> **How to complete this task**: If any record holds an image, omit the image and print the rest exactly.

** Opening Record set block **

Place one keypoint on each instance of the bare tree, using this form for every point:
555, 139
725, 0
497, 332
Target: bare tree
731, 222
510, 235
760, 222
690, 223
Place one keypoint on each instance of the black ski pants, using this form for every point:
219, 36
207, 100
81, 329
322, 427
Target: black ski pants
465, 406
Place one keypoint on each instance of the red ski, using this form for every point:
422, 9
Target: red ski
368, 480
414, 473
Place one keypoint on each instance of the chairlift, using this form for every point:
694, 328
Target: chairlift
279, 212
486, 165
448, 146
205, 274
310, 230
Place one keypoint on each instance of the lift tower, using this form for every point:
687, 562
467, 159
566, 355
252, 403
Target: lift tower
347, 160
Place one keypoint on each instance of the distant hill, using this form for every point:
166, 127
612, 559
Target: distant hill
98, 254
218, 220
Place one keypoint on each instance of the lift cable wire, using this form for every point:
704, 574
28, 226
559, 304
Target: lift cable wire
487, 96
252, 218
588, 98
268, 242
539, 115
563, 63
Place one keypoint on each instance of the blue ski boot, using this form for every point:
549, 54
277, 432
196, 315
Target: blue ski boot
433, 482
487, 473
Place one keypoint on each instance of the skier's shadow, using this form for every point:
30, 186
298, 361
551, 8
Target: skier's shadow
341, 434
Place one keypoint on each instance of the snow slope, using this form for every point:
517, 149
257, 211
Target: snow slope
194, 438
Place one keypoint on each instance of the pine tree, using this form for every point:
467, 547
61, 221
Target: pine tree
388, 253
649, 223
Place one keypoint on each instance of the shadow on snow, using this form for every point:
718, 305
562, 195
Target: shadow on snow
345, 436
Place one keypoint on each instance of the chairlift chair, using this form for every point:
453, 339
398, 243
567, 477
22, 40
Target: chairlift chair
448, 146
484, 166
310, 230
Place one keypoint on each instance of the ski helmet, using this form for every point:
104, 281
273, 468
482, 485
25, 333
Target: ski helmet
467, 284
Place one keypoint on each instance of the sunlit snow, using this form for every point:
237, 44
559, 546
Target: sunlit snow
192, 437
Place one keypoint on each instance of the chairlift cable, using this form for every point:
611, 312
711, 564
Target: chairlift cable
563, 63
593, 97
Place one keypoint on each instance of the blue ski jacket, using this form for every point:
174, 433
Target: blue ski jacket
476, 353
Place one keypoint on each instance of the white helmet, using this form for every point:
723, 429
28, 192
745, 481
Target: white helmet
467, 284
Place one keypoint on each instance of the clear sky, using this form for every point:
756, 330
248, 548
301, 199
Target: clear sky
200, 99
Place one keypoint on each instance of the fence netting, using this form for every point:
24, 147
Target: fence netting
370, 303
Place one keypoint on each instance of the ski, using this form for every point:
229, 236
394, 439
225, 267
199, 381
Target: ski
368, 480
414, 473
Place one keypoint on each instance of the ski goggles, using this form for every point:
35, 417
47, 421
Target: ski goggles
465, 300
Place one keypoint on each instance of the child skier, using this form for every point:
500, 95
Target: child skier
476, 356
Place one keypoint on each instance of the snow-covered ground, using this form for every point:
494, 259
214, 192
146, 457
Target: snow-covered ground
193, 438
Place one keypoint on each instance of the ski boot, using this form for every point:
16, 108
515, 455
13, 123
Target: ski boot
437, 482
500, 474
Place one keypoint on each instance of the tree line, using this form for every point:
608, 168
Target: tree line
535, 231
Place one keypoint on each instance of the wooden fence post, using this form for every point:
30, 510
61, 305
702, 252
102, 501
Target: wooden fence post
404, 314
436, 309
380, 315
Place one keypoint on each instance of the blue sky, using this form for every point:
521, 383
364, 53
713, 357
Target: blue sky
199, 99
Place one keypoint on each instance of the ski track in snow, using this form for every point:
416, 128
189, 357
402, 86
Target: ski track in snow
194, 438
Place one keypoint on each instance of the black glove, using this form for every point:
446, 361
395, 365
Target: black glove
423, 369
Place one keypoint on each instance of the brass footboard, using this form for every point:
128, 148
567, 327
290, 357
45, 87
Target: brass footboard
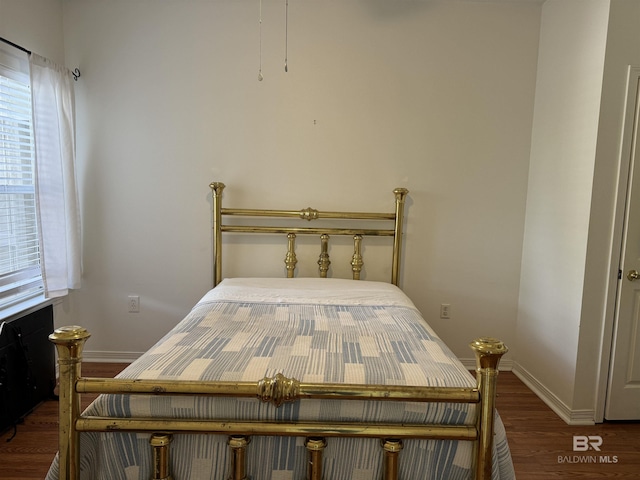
277, 390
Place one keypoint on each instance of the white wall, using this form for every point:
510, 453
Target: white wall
563, 153
607, 208
35, 25
434, 96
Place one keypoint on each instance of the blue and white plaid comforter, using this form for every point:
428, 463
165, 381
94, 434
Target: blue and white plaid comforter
244, 330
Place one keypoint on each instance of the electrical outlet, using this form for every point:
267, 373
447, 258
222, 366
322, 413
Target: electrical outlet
134, 303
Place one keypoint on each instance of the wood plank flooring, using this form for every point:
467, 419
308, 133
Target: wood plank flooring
541, 443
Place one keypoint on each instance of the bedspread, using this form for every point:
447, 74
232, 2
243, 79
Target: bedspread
245, 330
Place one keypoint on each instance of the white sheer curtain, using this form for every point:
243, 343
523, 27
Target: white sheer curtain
56, 191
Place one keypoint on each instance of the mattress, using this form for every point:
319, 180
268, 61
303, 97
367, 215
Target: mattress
314, 330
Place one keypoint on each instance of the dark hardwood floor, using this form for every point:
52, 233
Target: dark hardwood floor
541, 443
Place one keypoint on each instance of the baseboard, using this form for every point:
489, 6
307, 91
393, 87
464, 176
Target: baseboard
569, 416
109, 357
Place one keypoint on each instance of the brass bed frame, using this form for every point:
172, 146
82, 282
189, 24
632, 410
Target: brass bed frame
70, 341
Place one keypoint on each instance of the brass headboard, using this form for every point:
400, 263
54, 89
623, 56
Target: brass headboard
310, 214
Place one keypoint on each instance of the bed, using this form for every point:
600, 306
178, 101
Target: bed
289, 378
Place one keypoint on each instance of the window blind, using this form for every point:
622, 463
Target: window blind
20, 275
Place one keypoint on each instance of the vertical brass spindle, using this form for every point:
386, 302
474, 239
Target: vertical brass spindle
401, 194
291, 260
315, 447
160, 444
238, 446
392, 448
69, 343
356, 261
323, 261
216, 195
488, 352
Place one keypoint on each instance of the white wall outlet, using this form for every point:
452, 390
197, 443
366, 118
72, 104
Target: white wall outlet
134, 303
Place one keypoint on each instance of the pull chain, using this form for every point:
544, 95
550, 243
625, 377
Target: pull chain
286, 34
260, 77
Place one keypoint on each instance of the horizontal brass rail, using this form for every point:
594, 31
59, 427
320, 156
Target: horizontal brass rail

** Closing Record set block **

> **Completed task**:
Place one keypoint on each instance of the bare tree, using this form for every point:
555, 139
725, 0
497, 332
Target: bare tree
731, 222
510, 235
760, 222
690, 223
Place one keypoint on each instance of the black ski pants, using this form for every point:
219, 36
207, 100
81, 329
322, 427
Target: black ski pants
465, 406
Place one keypoint on each instance of the red ski, using this form for every point:
422, 9
Target: red ski
368, 480
414, 473
Place one keypoint on each instance of the chairlift, using this form for every point:
694, 328
Target: chairlift
279, 212
486, 165
448, 146
205, 274
310, 230
Place one keypoint on each instance of the lift tower, using this form for every point:
687, 562
467, 159
566, 355
252, 403
Target: lift tower
347, 160
Place one keypoint on each instance of the distant hill, using this form for every point:
166, 127
612, 559
Target: distant hill
98, 254
218, 220
Place one keypoint on each instance of the lift cable wire, using this form for every point:
704, 574
28, 226
559, 304
Target: lift cable wire
487, 96
252, 218
588, 98
268, 242
539, 115
563, 63
Place one keypoint on each instance of the blue ski boot, using this form for every point:
549, 54
277, 432
196, 315
Target: blue ski boot
433, 482
487, 473
Place one keypoint on each instance of the skier's shadow, using this form for every point:
30, 186
298, 361
551, 8
Target: skier's shadow
341, 434
Place one keypoint on each instance of the snow slope, using this form for every point:
517, 149
257, 211
Target: snow slope
194, 438
Place one keypoint on each instance of the pine tree, using this form for every point:
467, 547
61, 221
Target: pine tree
388, 253
649, 223
Place one keypoint on each instance of the shadow on snow, using this form for every point:
718, 305
562, 195
Target: shadow on snow
345, 436
Place one keypoint on each instance of the chairlift chair, using this form for every point:
453, 339
398, 243
567, 477
22, 40
Target: chairlift chair
448, 146
484, 166
310, 230
Place one keypoint on each instance of the ski helmet, using this form for every point:
104, 281
273, 468
482, 485
25, 333
Target: ski helmet
467, 284
Place one keypoint on each instance of the sunlit snow, using this form for every point:
237, 44
559, 546
Target: sunlit snow
192, 437
Place one keypoint on each instance of the chairlift cable, using this form for every point:
611, 312
711, 564
Target: chairlift cable
563, 63
593, 97
Place one keypoint on each instance of the blue ski jacket, using this form for every point:
174, 433
Target: blue ski jacket
476, 353
Place one keypoint on each instance of the white helmet, using this form for every point:
723, 429
28, 192
745, 481
Target: white helmet
467, 284
Place one keypoint on each instance of the clear sky, using this form for every point:
756, 330
248, 548
301, 199
Target: clear sky
200, 99
Place one keypoint on each instance of the fence netting, using this form for every point:
24, 147
Target: fence netting
370, 303
Place one keypoint on each instance of the ski, using this form for every point:
229, 236
394, 439
225, 267
199, 381
Target: ski
368, 480
414, 473
Place one keypoint on each instance of the ski goggles, using this form for every point:
35, 417
47, 421
Target: ski goggles
465, 300
Place one keypoint on each instance of the child skier, using this form for every point:
500, 95
Target: child skier
476, 356
Place one keypoint on each instance of the snow-covered ground, using this form for every point:
494, 259
214, 192
146, 457
Target: snow-covered ground
193, 438
Place one keypoint on each instance of the ski boot, using this form for every point:
16, 108
515, 455
13, 123
Target: ski boot
437, 482
500, 474
Place one keypoint on each instance of the tree line, using this form for every point:
608, 168
Target: tree line
535, 231
Place one keypoint on each instance of the wooden fence post, using this form for every point:
30, 510
61, 305
702, 252
102, 501
Target: wooden fence post
404, 314
436, 309
380, 315
Place one keypoint on each instance of the blue sky, using this form for every point:
521, 383
364, 53
713, 357
Target: blue sky
199, 99
Place one keypoint on each instance of the ski track in snow, using this form for every point:
416, 128
189, 357
402, 86
Target: ski track in snow
194, 438
Place one keypoint on each instance of the black glove, using this form for every point:
446, 361
395, 365
Target: black glove
423, 369
Place one keypoint on each instance of the brass footboard, using this form for every point:
128, 148
567, 327
290, 357
45, 87
Target: brass footboard
277, 390
Place one keypoint on each instance of the white wall, using this form for every point:
510, 453
Target: white wall
563, 153
607, 208
35, 25
434, 96
Place one keypoint on each instance of the blue and white plaid comforter, using this form for every point:
428, 463
165, 381
94, 434
Target: blue and white plaid comforter
244, 330
Place one keypoint on each instance of the electrical outlet, using this form for every point:
267, 373
447, 258
222, 366
322, 413
Target: electrical outlet
134, 303
Place one keypoint on each instance of the wood plank flooring, using this form for every point:
467, 419
308, 133
Target: wood plank flooring
541, 443
Place one keypoint on each instance of the bedspread, using this form for every point:
447, 74
232, 2
243, 79
Target: bedspread
245, 330
Place one keypoint on each instance of the white sheer curtain, using this form for every point:
243, 343
523, 27
Target: white sheer curtain
56, 191
Place one keypoint on each instance of the mattress, using this form for every point:
319, 180
268, 61
303, 97
367, 215
Target: mattress
314, 330
Place one keypoint on each instance of the dark hardwood floor, using this form for every point:
52, 233
Target: dark hardwood floor
541, 443
Place one keypoint on each instance of the baseboard, using this form for every point:
489, 6
307, 91
393, 87
464, 176
Target: baseboard
569, 416
109, 357
Place one keypoint on each instance of the brass bed frame, using this form for every point:
172, 146
82, 282
189, 24
632, 410
Target: brass bed frame
70, 341
Place one keypoint on each instance of the brass headboard, using this form for every point:
400, 263
54, 89
623, 56
Target: brass headboard
310, 214
Place one keypoint on each instance of the bed, using this form for every point:
600, 306
178, 101
Target: bed
289, 378
Place one keypoint on each instance of the window blind, using this form for every point:
622, 463
Target: window blind
20, 275
Place one keypoint on each instance of the vertical brass spindle, using this form for every point:
386, 302
474, 239
Target: vertical brass spindle
401, 194
291, 260
315, 447
160, 444
238, 446
392, 448
69, 343
356, 261
323, 261
216, 195
488, 352
Place one keypoint on each instance of the white wall outlet, using this form for every point:
452, 390
197, 443
366, 118
72, 104
Target: white wall outlet
134, 303
Place one keypoint on each instance of the pull chain, using this form for every point:
544, 95
550, 243
625, 377
Target: pull chain
286, 34
260, 77
Place one keypoint on each instance of the horizontal brass rail, using this form for every point:
594, 31
59, 427
320, 156
Target: horizontal brass rail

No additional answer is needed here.